» Written problem 1
Copy verbatim the passage of the article on Qaddafi's money manager from "by Vernon Silver" to "looking for ideas.".

» Document segment
Global Policy Forum

Qaddafi's Money Manager


by Vernon Silver

October 25, 2001

The Muammar Qaddafi seen worldwide after the Pan Am flight 103 bombing trial ended on Jan. 31 was a familiar character: Qaddafi the dictator, ranting against the guilty verdict and suggesting that the judges commit suicide.

Then there was the Qaddafi the world didn't see: Qaddafi the investor.

The same day, the Libyan leader held a 90-minute meeting in his tent in Tripoli with Saudi Arabian billionaire Prince Alwaleed bin Talal. Qaddafi, whose country is North Africa's biggest oil producer, had $6 billion to invest and was looking for ideas.

The prince suggested value stocks. They agreed to build a hotel together in Tripoli, and Qaddafi invested $22 million for a 13 percent stake in the prince's Middle East Hotels Co.

``His country is rich,'' says Alwaleed, 44, a nephew of Saudi King Fahd who says he's worth about $20 billion. ``They are really good investors.''

The Libyans are also sponsors of terrorism, according to the U.S. State Department. Though no American government official has publicly linked Qaddafi's regime to the Sept. 11 terrorist attacks in the U.S., Libya remains on the department's list of state sponsors of terrorism, which means the country is subject to sanctions.

U.S. State Department

The State Department holds the Libyan government responsible for sponsoring several attacks that killed hundreds of people during the 1980s, including the Pan Am bombing, in which 271 people were killed over Lockerbie, Scotland, in 1988.

Like Osama bin Laden, the Saudi exile suspected by the U.S. of masterminding the terrorism of Sept. 11, Qaddafi has managed to thwart U.S. sanctions that aim to cut Libya off from the world's financial markets.

Mohamed Ali El Huwej, Qaddafi's money manager, tells Bloomberg News he has developed a system for making global investments -- using minority stakes, shell companies and interlocking share holdings -- that won't attract the attention of U.S. authorities. He calls it ``financial engineering.''

In a series of interviews in Tripoli in September, Huwej explained Libya's investment strategy.

(Excerpts of location labeling data)

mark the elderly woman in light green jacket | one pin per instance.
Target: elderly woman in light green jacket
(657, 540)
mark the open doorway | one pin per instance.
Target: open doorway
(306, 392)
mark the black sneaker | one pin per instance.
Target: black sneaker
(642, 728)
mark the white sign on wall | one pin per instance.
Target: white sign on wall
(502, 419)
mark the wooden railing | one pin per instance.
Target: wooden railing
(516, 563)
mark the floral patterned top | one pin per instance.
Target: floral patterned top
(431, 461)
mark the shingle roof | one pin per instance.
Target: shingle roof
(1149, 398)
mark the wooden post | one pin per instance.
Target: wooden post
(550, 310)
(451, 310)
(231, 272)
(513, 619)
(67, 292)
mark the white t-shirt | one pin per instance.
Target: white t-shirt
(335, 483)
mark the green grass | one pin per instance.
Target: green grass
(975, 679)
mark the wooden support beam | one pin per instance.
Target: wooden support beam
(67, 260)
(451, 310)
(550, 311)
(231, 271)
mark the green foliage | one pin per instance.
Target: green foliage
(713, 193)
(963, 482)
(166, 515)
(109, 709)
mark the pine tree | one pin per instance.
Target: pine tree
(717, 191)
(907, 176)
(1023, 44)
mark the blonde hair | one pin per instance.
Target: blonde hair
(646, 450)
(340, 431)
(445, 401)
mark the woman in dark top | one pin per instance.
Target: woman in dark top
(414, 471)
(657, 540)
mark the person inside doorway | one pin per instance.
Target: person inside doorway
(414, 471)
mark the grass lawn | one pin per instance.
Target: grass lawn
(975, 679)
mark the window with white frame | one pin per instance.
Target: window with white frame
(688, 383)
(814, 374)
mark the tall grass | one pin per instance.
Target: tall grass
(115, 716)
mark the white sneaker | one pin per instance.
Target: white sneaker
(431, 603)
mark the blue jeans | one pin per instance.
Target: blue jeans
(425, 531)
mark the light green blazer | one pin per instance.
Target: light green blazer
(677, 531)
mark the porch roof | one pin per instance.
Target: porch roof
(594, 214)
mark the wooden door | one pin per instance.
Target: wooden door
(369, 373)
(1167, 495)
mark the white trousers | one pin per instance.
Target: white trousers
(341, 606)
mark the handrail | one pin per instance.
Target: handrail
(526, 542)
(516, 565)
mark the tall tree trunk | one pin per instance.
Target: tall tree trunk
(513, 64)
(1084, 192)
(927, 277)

» Written problem 2
Change "white" to "cream" throughout the entries from the line with "mark the green foliage" to the end of the entries, and give back only those lines with nothing else altered.

» Full answer 1
by Vernon Silver

October 25, 2001

The Muammar Qaddafi seen worldwide after the Pan Am flight 103 bombing trial ended on Jan. 31 was a familiar character: Qaddafi the dictator, ranting against the guilty verdict and suggesting that the judges commit suicide.

Then there was the Qaddafi the world didn't see: Qaddafi the investor.

The same day, the Libyan leader held a 90-minute meeting in his tent in Tripoli with Saudi Arabian billionaire Prince Alwaleed bin Talal. Qaddafi, whose country is North Africa's biggest oil producer, had $6 billion to invest and was looking for ideas.

» Full answer 2
mark the green foliage | one pin per instance.
Target: green foliage
(713, 193)
(963, 482)
(166, 515)
(109, 709)
mark the pine tree | one pin per instance.
Target: pine tree
(717, 191)
(907, 176)
(1023, 44)
mark the blonde hair | one pin per instance.
Target: blonde hair
(646, 450)
(340, 431)
(445, 401)
mark the woman in dark top | one pin per instance.
Target: woman in dark top
(414, 471)
(657, 540)
mark the person inside doorway | one pin per instance.
Target: person inside doorway
(414, 471)
mark the grass lawn | one pin per instance.
Target: grass lawn
(975, 679)
mark the window with cream frame | one pin per instance.
Target: window with cream frame
(688, 383)
(814, 374)
mark the tall grass | one pin per instance.
Target: tall grass
(115, 716)
mark the cream sneaker | one pin per instance.
Target: cream sneaker
(431, 603)
mark the blue jeans | one pin per instance.
Target: blue jeans
(425, 531)
mark the light green blazer | one pin per instance.
Target: light green blazer
(677, 531)
mark the porch roof | one pin per instance.
Target: porch roof
(594, 214)
mark the wooden door | one pin per instance.
Target: wooden door
(369, 373)
(1167, 495)
mark the cream trousers | one pin per instance.
Target: cream trousers
(341, 606)
mark the handrail | one pin per instance.
Target: handrail
(526, 542)
(516, 565)
mark the tall tree trunk | one pin per instance.
Target: tall tree trunk
(513, 64)
(1084, 192)
(927, 277)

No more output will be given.